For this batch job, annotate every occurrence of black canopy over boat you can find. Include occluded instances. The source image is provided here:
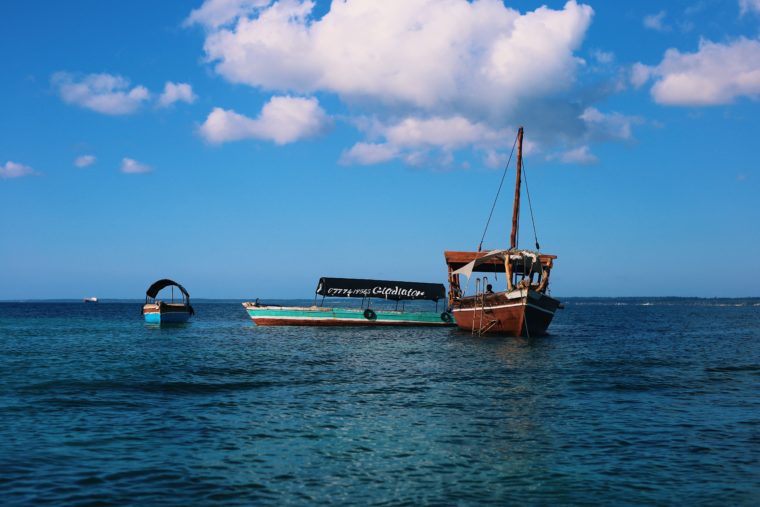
[317,277,446,301]
[143,278,195,324]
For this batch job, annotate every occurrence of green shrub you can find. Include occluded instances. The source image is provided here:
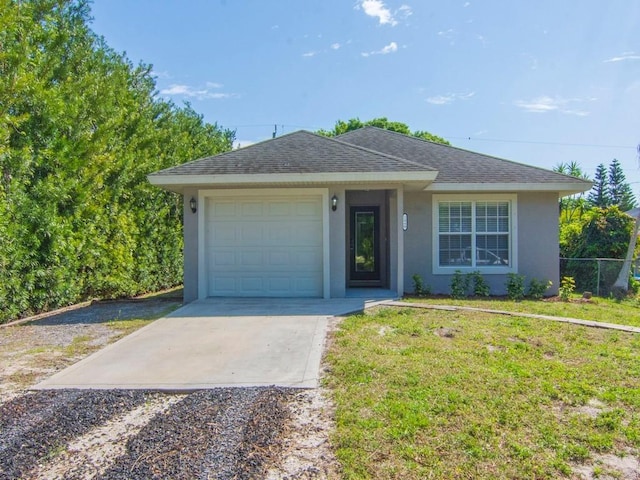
[411,273,431,296]
[507,273,524,301]
[450,270,469,299]
[467,270,491,297]
[559,277,576,302]
[527,278,553,300]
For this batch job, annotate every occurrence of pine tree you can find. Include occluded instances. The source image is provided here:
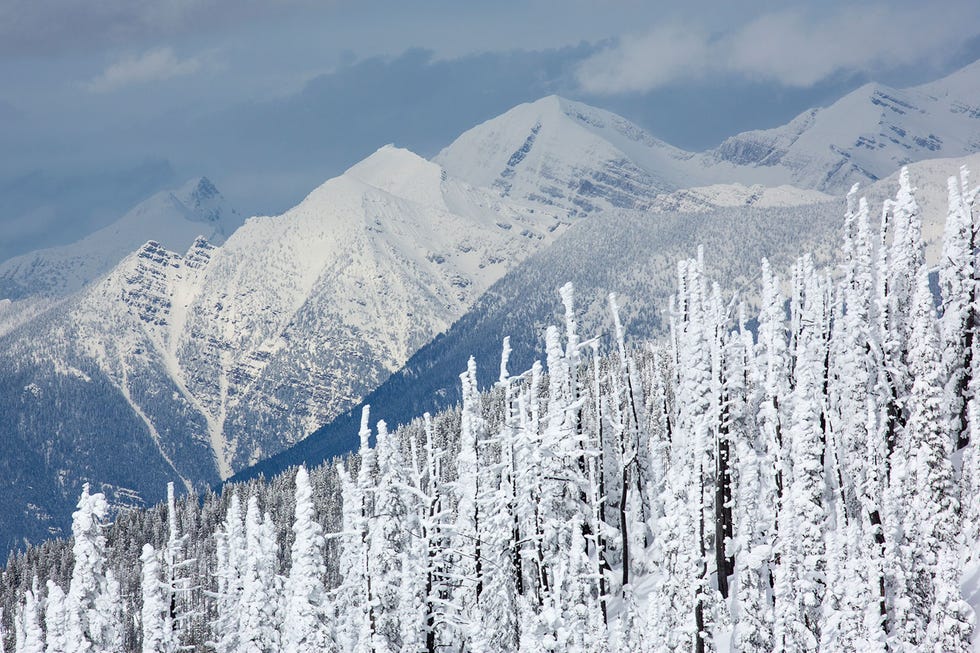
[282,466,327,653]
[140,544,170,653]
[889,265,957,646]
[452,357,486,648]
[238,496,280,653]
[774,259,826,652]
[212,494,245,653]
[65,483,121,653]
[14,576,44,653]
[44,580,67,653]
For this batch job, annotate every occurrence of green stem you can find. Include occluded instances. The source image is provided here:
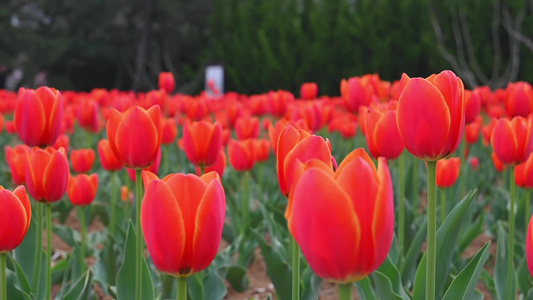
[291,236,300,299]
[0,253,7,300]
[241,171,250,235]
[178,277,187,300]
[45,203,52,300]
[507,167,516,299]
[135,170,143,300]
[78,206,87,270]
[440,188,446,225]
[162,145,170,175]
[459,137,467,199]
[426,161,437,300]
[339,282,352,300]
[32,202,43,295]
[398,151,405,252]
[524,189,531,232]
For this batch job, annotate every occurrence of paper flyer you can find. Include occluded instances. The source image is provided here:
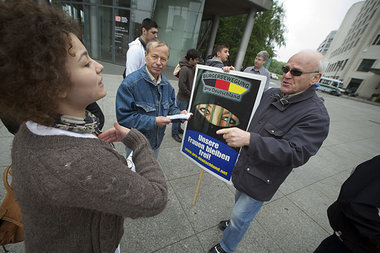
[181,65,266,183]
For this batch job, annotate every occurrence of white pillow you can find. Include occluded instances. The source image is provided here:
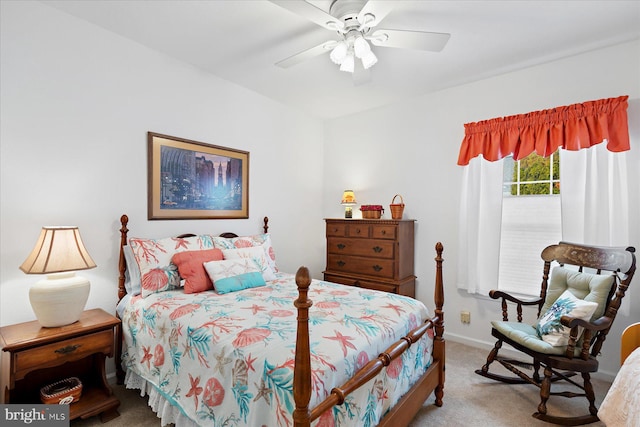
[222,246,276,280]
[123,245,142,295]
[536,289,598,347]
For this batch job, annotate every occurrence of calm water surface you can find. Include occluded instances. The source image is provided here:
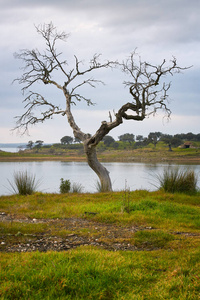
[0,161,200,195]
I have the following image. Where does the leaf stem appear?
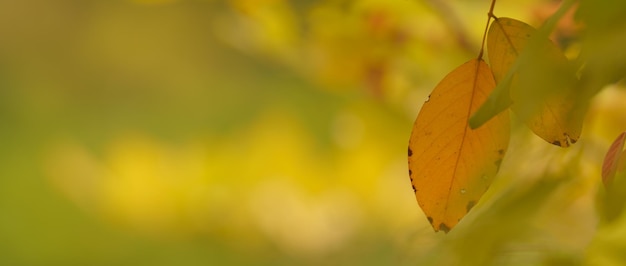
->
[478,0,497,60]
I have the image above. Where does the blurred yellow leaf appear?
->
[602,132,626,186]
[408,59,510,232]
[487,18,582,147]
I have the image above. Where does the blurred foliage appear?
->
[0,0,626,265]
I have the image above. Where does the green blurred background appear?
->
[0,0,626,265]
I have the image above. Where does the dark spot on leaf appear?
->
[495,159,502,169]
[465,200,476,212]
[439,223,450,234]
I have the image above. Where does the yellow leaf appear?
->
[408,59,510,232]
[602,132,626,187]
[487,18,582,147]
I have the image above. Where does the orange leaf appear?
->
[409,59,510,232]
[602,132,626,187]
[487,18,582,147]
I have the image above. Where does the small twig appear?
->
[478,0,498,60]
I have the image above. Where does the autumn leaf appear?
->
[602,132,626,187]
[487,18,582,147]
[408,59,510,232]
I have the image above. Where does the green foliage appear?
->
[0,0,626,265]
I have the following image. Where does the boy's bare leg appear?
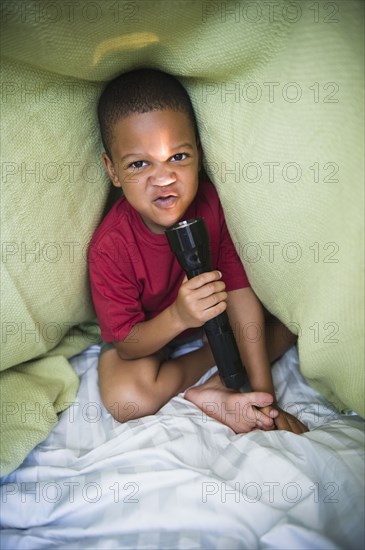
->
[98,345,214,422]
[185,314,297,433]
[99,345,272,432]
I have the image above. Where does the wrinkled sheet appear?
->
[1,346,364,550]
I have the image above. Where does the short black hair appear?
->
[98,68,198,158]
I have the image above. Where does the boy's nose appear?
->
[149,166,176,187]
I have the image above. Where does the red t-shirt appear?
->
[89,181,250,342]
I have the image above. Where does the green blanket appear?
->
[0,0,365,474]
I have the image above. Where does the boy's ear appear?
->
[102,153,121,187]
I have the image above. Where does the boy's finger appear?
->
[183,270,222,290]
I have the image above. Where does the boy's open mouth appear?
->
[153,195,177,208]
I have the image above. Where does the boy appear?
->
[89,69,307,433]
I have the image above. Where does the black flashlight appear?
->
[165,218,247,390]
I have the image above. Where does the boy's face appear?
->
[103,109,200,233]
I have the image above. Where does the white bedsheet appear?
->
[1,346,364,550]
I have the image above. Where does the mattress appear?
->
[1,345,364,550]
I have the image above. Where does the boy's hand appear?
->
[260,405,309,435]
[174,271,227,330]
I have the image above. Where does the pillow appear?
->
[1,0,365,473]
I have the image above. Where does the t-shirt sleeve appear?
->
[217,203,250,291]
[88,235,145,342]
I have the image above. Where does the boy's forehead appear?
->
[112,109,195,147]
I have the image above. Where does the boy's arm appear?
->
[227,287,308,434]
[114,271,227,359]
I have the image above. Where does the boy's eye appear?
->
[128,160,146,170]
[170,153,188,161]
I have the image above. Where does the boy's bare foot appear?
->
[184,374,279,433]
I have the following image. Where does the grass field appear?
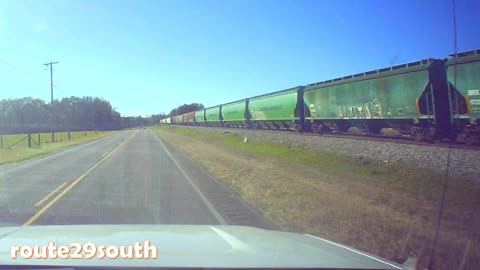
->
[155,127,480,269]
[0,131,116,164]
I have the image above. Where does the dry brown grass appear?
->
[157,129,480,269]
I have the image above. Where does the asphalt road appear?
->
[0,129,273,228]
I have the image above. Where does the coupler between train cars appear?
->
[410,127,436,143]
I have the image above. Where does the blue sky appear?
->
[0,0,480,116]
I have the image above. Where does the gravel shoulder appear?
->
[155,127,480,269]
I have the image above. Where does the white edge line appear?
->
[150,130,227,225]
[304,234,403,269]
[0,130,124,173]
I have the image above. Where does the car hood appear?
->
[0,225,401,269]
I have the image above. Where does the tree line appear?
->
[0,97,163,134]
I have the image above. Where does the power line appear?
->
[0,58,29,75]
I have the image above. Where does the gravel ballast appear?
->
[174,127,480,182]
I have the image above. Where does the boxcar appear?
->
[248,87,303,129]
[222,99,247,127]
[205,105,222,126]
[446,50,480,144]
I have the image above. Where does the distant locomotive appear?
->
[161,50,480,144]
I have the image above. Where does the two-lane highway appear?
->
[0,129,271,228]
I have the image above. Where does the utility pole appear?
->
[43,61,58,142]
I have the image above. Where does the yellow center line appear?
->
[23,130,138,227]
[35,182,67,207]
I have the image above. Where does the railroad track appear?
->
[176,125,480,151]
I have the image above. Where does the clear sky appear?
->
[0,0,480,116]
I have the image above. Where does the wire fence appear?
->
[0,131,104,149]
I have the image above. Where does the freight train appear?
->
[160,49,480,144]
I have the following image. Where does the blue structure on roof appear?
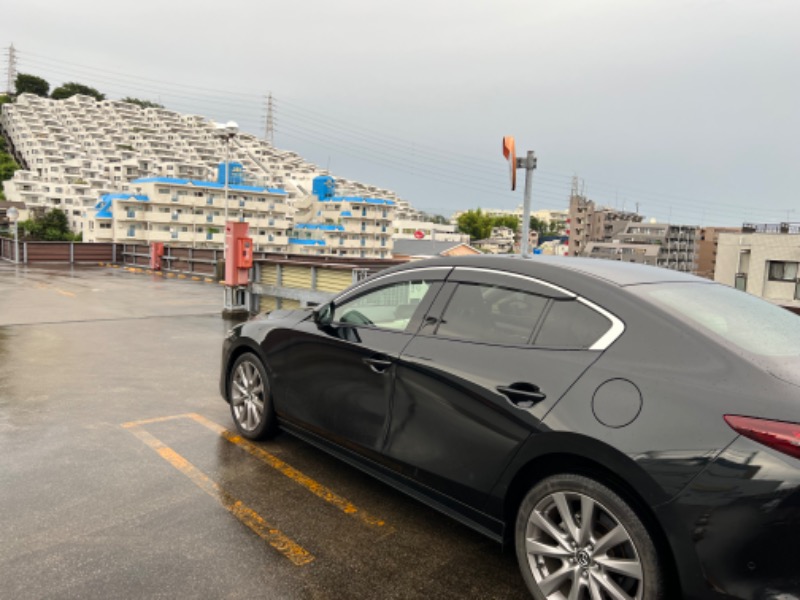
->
[311,175,394,206]
[94,194,150,219]
[131,177,287,196]
[311,175,336,200]
[294,223,344,231]
[289,238,325,246]
[217,162,244,185]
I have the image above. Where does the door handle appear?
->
[497,383,547,408]
[362,358,392,373]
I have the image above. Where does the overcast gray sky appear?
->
[0,0,800,225]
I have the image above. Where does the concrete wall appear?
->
[714,233,800,306]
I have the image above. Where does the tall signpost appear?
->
[503,135,536,258]
[6,206,19,264]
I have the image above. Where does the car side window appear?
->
[333,280,432,331]
[436,283,548,345]
[534,300,611,348]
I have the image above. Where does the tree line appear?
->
[9,73,164,108]
[457,208,560,240]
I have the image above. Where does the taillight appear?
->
[725,415,800,458]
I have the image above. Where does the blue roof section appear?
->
[319,196,394,206]
[294,223,344,231]
[289,238,325,246]
[94,194,150,219]
[131,177,288,196]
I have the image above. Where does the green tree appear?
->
[19,208,83,242]
[458,208,494,240]
[492,215,519,231]
[122,96,164,108]
[14,73,50,98]
[50,81,106,100]
[531,217,559,237]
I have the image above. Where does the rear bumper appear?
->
[660,438,800,600]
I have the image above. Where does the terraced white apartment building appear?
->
[0,94,406,258]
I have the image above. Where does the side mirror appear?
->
[314,302,334,327]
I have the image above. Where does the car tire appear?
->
[228,352,277,440]
[514,473,665,600]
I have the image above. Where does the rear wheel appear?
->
[228,353,276,440]
[515,474,664,600]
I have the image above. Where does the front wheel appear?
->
[514,473,665,600]
[228,353,276,440]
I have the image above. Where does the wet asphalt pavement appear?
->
[0,262,528,600]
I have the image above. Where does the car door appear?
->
[386,268,617,507]
[278,268,449,458]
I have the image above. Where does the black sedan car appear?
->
[221,256,800,600]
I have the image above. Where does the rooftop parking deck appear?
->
[0,262,527,599]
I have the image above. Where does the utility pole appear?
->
[6,44,17,96]
[503,136,536,258]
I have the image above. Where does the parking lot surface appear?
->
[0,263,528,600]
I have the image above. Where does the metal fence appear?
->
[0,237,121,264]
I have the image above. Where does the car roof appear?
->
[400,254,712,287]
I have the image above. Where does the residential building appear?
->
[472,227,520,254]
[570,221,699,273]
[714,223,800,309]
[0,201,30,230]
[392,218,469,243]
[289,175,396,258]
[0,94,406,251]
[567,190,642,256]
[392,239,481,260]
[84,177,291,252]
[695,227,742,280]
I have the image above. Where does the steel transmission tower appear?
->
[6,44,17,96]
[264,92,275,145]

◆ What the exercise asks
Rewrite the lines of the records as a numbered list, beginning at the line that contains "I have the image above. Where does the gravel ballast" and stopping after the line that contains "[446,50,480,144]". Leave out any blank lines.

◆ Reply to the exercise
1. I have the image above. Where does the gravel ballast appear?
2. ->
3. [174,127,480,182]
4. I have the image above. Where does the boxcar appear?
5. ->
6. [248,87,303,129]
7. [222,99,247,127]
8. [205,105,222,126]
9. [446,50,480,144]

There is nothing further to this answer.